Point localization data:
━━━

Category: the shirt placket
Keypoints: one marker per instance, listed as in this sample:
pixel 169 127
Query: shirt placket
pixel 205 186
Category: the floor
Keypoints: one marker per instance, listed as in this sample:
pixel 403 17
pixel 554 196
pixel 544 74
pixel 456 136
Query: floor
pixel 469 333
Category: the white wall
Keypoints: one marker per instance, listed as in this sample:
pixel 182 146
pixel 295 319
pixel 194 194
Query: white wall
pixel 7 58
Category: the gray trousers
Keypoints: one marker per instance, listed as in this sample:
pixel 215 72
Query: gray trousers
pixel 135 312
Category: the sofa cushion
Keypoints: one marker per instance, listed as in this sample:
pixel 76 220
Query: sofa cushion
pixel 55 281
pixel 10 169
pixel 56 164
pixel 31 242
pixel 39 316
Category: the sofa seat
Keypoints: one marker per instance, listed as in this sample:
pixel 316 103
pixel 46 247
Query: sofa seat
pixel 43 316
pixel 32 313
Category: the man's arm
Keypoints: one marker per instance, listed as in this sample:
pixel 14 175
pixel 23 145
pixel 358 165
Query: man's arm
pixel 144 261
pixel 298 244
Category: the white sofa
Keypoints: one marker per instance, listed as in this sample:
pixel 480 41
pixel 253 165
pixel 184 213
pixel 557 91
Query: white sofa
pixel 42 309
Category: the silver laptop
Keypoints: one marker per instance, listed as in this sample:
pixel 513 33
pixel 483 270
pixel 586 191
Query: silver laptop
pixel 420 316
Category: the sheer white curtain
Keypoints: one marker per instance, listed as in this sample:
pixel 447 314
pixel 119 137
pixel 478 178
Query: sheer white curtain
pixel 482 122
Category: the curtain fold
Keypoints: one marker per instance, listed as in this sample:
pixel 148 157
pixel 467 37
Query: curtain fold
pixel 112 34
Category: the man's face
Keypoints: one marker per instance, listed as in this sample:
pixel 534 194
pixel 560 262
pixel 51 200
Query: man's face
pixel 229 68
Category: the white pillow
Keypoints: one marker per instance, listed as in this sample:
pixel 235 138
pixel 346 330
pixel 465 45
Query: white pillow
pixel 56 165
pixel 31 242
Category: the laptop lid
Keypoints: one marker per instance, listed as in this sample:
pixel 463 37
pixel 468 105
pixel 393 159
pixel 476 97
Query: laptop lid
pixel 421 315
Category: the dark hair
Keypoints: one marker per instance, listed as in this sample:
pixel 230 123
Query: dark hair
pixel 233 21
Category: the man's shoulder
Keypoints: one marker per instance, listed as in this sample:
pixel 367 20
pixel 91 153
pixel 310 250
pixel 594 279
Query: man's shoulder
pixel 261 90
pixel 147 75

━━━

-- ACTIVITY --
Write the entries out again exactly.

-- SOLVED EXERCISE --
Category: the shirt placket
Keypoints: one marker per instance, listed as in this sample:
pixel 169 127
Query: shirt placket
pixel 205 186
Category: the floor
Keypoints: one marker per instance, listed as in this sample:
pixel 403 17
pixel 554 196
pixel 544 74
pixel 456 136
Query: floor
pixel 469 333
Category: the white wall
Keypoints: one marker per instance, listed as in this sample:
pixel 182 146
pixel 295 319
pixel 194 194
Query: white wall
pixel 7 58
Category: the gray trousers
Keypoints: one marker per instance, listed as in this sample:
pixel 215 72
Query: gray trousers
pixel 135 312
Category: the sofa cushion
Keypoints: one marker per instance, listed as in this sample:
pixel 76 220
Query: sofa cushion
pixel 55 281
pixel 10 169
pixel 56 164
pixel 31 242
pixel 39 316
Category: the sofa seat
Keypoints: one marker per instance, listed as in this sample:
pixel 316 103
pixel 46 247
Query: sofa seat
pixel 43 316
pixel 32 313
Category: the man's arm
Keypoints: one marker per instance, listed as in this sample:
pixel 14 175
pixel 23 145
pixel 358 165
Query: man's arm
pixel 144 261
pixel 298 244
Category: the white sofa
Keypoints: one marker per instance, listed as in this sample:
pixel 480 41
pixel 253 165
pixel 184 213
pixel 557 91
Query: white sofa
pixel 42 309
Category: the silver laptop
Keypoints: one marker per instance, listed as in this sample:
pixel 513 33
pixel 483 270
pixel 586 191
Query: silver laptop
pixel 420 316
Category: the sheer white curtain
Keypoints: one marker per instance, listed as in this sample:
pixel 447 314
pixel 119 137
pixel 478 178
Query: sheer white curtain
pixel 482 122
Category: the curtain fold
Keypoints: one marker per instance, listed as in this sample:
pixel 148 157
pixel 467 37
Query: curtain fold
pixel 112 34
Category: the man's face
Keypoints: one marker per instance, listed as in this sample:
pixel 534 194
pixel 560 262
pixel 51 200
Query: man's face
pixel 229 68
Category: the white pillow
Keypoints: one marker per instance, listed as in this sample:
pixel 235 138
pixel 346 330
pixel 465 45
Query: white pillow
pixel 56 165
pixel 31 242
Category: the laptop lid
Keypoints: one marker per instance, listed as in this sample:
pixel 463 37
pixel 468 105
pixel 393 159
pixel 476 97
Query: laptop lid
pixel 421 315
Category: the dark hair
Keypoints: one marker per instance, listed as in this sample:
pixel 230 123
Query: dark hair
pixel 233 21
Category: the man's shoulder
Keypoints: one marker per instance, listed as in this sample:
pixel 367 20
pixel 91 153
pixel 310 250
pixel 594 279
Query: man's shoulder
pixel 261 90
pixel 147 75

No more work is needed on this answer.